### Written problem
Swap "play diagram" for "field map" everywhere in the lines below and keep everything else the same. Leave the pictures out of your copy.
####################
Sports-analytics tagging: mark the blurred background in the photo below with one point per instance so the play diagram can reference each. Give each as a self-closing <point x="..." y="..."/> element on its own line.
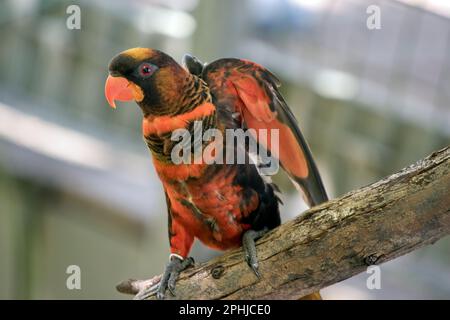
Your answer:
<point x="77" y="185"/>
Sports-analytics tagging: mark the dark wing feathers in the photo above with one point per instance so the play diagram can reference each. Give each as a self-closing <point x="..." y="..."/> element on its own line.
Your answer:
<point x="250" y="89"/>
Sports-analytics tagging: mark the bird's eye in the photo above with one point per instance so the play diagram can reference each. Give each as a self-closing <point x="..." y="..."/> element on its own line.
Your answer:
<point x="146" y="69"/>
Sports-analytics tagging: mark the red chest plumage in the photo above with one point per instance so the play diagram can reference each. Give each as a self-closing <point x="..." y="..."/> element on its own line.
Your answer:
<point x="206" y="202"/>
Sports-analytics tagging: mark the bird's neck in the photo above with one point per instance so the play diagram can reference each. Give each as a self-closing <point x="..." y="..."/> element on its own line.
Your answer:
<point x="195" y="104"/>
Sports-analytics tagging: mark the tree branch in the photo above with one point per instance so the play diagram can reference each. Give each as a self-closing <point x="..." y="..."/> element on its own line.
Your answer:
<point x="333" y="241"/>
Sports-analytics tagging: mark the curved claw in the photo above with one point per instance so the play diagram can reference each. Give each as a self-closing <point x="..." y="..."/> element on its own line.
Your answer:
<point x="170" y="276"/>
<point x="248" y="244"/>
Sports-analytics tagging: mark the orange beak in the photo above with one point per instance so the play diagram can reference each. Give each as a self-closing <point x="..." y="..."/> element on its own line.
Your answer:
<point x="118" y="88"/>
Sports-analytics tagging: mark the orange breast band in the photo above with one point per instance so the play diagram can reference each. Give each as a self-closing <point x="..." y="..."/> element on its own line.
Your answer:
<point x="164" y="124"/>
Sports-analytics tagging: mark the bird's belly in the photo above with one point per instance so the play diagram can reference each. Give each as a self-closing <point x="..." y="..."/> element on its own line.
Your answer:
<point x="213" y="209"/>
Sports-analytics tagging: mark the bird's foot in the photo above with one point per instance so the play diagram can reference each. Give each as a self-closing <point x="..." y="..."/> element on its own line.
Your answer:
<point x="168" y="279"/>
<point x="248" y="243"/>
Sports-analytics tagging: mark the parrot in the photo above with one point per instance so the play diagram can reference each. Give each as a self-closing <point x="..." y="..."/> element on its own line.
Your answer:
<point x="225" y="205"/>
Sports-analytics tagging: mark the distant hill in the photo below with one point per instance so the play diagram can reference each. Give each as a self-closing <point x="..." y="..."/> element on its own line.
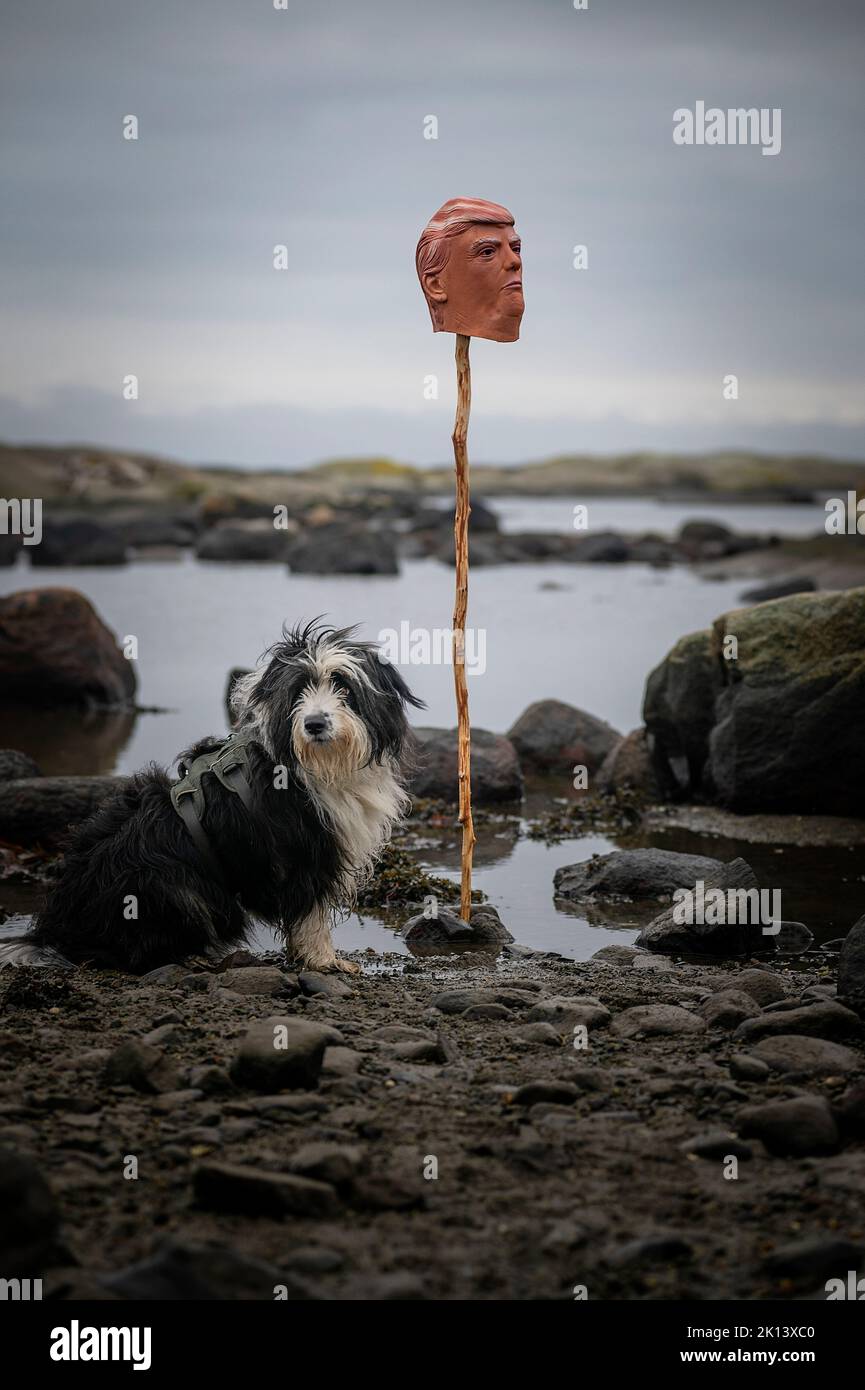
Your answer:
####################
### Solution to this problem
Sports-analytics tagging: mark the blurred background in the photo below with one point per instance so the field map can reference each. Give each as a self-closing <point x="..." y="..."/> element on its own line.
Your answer:
<point x="77" y="185"/>
Sports-analytics tagging: mark the dark wing feathers in the photo above with one point per instance so the field map can reference each. Give each as a self-closing <point x="..." y="..."/> element on its own line.
Your answer:
<point x="250" y="89"/>
Sports-analytics tagging: mark the bird's eye in the photo above with one point per instance so the field map can reference each. Give each as a self-closing <point x="..." y="..."/> element on its own line.
Your answer:
<point x="146" y="69"/>
Sports-analytics tagging: mark the red chest plumage in the photo above with one point per instance so the field map can reference each. Give each as a self-closing <point x="..." y="..."/> element on its own line.
Your answer:
<point x="206" y="202"/>
Sports-analytics tagging: mark the bird's neck in the photo above with one point per instance so the field map can reference each. Give each as a self-closing <point x="..." y="..."/> element on its own line.
Your answer:
<point x="195" y="104"/>
Sports-analytics tagging: mark the tree branch in the photo above with one point per instance so the field map can reference each. Give each as a self-closing <point x="..." y="..."/> element on its own line.
Your answer:
<point x="333" y="241"/>
Sports-analytics tagging: mark the curved claw in the photo above with one point per instance so the field map can reference each. Give each as a self-closing <point x="..." y="..."/> element on its own line.
Your answer:
<point x="170" y="276"/>
<point x="248" y="244"/>
Sports-analytics tagging: mark the orange beak in the photo above with one point per instance so the field map can reference each. Give each as a self-closing <point x="..." y="..."/> element on its own line.
Your answer:
<point x="118" y="88"/>
Sports-analytics tagging: mark the orange breast band in the photo above with one point per instance so the field map can reference each. Give each as a self-closing <point x="..." y="..."/> element on its own line.
Your answer:
<point x="164" y="124"/>
Sports-analytics tagging: mark the bird's belly in the photo above with one point per instance so the field map can reference each. Give each as a self-closing <point x="..." y="..."/> element on its own line.
Your answer:
<point x="213" y="209"/>
Sports-analytics tagging: mark the bird's foot in the photo above with one point per instance so the field map can reference each. Give each as a self-closing <point x="..." y="..."/> element on its own line.
Your answer:
<point x="168" y="279"/>
<point x="248" y="243"/>
Sports-analytics tagging: mark the parrot in the photo above with one point per instance so the field map can reference each. Give each as a self-closing <point x="..." y="..."/> element on its own line.
Your answer:
<point x="225" y="205"/>
Sports-analytics tagging: mark the distant hill in the photo below with one point per instance so the field map can reference each. Give each as a self-closing <point x="..." y="..."/> element on its own line.
Your answer:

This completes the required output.